TASK DESCRIPTION:
Look below for the line containing "Target: water reflection"; from there through the line containing "Target: tiled roof", both lines included, please set down each line exactly and nothing else.

Top of RECORDS FOR THE TASK

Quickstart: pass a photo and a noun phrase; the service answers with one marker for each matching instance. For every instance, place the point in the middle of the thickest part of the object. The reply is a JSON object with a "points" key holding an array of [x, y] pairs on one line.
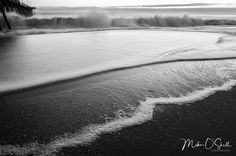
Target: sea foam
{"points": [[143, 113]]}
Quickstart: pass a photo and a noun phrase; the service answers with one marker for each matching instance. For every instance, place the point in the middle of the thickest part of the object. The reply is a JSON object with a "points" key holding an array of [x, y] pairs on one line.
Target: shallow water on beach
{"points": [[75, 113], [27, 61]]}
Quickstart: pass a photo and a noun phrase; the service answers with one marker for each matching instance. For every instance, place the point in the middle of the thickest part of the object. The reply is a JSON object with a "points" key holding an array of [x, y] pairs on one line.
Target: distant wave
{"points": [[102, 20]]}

Bottom of RECORDS FOR THE TASK
Top of RECORDS FOR THE TASK

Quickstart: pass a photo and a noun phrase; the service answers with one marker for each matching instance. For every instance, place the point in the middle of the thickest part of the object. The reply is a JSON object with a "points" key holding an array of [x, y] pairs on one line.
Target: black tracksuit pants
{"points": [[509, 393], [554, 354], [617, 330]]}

Bottom of RECORDS FOR THE TASK
Top of RECORDS FOR THE TASK

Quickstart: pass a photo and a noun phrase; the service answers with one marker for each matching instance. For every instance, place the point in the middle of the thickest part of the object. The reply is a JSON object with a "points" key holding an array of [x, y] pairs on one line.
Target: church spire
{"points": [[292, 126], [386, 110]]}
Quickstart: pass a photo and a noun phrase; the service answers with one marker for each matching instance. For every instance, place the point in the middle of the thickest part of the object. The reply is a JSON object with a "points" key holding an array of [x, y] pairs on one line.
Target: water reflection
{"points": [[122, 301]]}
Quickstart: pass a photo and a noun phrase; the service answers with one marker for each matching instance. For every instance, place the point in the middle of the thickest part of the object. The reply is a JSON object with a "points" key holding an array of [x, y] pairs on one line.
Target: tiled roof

Bottom of RECORDS FOR THE TASK

ANSWER BOX:
Target: water reflection
{"points": [[122, 301]]}
Quickstart: pass a photo and a noun phrase; the service answers with one marker for each matching instance. For every instance, place the point in the middle of the thickest part of the object. The reply is a JSON object with a "points" key holding an array of [x, y] pairs on one line.
Target: tiled roof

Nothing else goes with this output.